◆ **Alıştırma girdisi**

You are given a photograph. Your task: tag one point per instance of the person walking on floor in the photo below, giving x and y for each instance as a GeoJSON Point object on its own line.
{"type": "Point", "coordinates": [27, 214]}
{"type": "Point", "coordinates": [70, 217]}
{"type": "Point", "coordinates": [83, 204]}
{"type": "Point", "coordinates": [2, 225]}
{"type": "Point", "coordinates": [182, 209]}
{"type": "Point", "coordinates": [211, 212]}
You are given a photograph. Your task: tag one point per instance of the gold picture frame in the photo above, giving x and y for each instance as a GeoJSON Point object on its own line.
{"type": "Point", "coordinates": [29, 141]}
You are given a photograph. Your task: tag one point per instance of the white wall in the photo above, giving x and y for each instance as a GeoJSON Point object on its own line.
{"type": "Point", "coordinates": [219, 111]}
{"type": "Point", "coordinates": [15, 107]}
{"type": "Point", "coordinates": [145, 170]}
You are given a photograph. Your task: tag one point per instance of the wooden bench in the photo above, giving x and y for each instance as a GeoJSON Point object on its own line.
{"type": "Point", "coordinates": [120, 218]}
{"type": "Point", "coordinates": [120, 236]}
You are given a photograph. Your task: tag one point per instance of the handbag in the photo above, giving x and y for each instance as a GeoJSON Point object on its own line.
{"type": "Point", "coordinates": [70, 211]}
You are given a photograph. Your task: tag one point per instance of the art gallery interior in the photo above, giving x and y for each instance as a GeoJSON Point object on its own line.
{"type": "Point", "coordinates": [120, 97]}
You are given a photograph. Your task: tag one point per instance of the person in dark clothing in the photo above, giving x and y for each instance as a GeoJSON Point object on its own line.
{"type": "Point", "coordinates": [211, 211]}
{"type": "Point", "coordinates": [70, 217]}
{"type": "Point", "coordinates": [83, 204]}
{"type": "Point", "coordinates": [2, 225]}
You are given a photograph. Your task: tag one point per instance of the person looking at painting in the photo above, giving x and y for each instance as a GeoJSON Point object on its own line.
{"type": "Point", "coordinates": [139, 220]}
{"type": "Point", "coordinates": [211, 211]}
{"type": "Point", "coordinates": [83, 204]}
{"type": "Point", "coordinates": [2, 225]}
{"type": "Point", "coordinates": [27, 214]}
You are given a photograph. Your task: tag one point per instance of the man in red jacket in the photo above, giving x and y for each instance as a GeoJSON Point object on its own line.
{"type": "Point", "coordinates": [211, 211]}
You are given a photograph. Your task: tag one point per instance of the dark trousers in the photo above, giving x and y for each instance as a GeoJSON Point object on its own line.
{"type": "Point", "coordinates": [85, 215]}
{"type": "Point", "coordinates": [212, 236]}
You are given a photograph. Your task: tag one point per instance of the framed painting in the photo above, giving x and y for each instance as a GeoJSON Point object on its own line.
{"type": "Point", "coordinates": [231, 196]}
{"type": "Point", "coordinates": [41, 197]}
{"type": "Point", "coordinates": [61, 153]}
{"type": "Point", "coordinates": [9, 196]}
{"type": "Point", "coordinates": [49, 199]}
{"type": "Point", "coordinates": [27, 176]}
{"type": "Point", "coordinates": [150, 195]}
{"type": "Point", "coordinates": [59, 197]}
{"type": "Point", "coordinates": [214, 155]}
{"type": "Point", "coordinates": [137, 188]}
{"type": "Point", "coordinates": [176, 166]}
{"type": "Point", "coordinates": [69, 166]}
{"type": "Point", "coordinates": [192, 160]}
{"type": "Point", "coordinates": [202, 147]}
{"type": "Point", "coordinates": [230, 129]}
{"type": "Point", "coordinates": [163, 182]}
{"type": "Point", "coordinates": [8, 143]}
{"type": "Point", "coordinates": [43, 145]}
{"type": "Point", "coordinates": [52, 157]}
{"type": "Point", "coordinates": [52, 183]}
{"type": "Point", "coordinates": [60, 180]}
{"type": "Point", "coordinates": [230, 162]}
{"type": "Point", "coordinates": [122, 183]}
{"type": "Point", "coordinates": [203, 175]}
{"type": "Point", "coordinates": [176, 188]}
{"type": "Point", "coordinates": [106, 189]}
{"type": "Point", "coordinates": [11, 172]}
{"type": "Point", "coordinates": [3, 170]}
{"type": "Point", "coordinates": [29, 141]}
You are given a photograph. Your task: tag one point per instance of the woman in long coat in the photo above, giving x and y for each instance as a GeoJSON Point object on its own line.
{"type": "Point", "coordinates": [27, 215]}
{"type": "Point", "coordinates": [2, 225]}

◆ **Görev ayrıntıları**
İçinde "of the woman" geçen satırdan başlayıp en son satıra kadar olanları, "long coat" yerine "black jacket" koyarak yeniden yaz. Başka hiçbir şeyi değiştirme.

◆ **Görev çıktısı**
You are given a photograph. Your task: tag one point per instance of the woman in black jacket in the photo above, giving x and y for each instance as a GeoJSON Point object on its own line.
{"type": "Point", "coordinates": [27, 215]}
{"type": "Point", "coordinates": [2, 225]}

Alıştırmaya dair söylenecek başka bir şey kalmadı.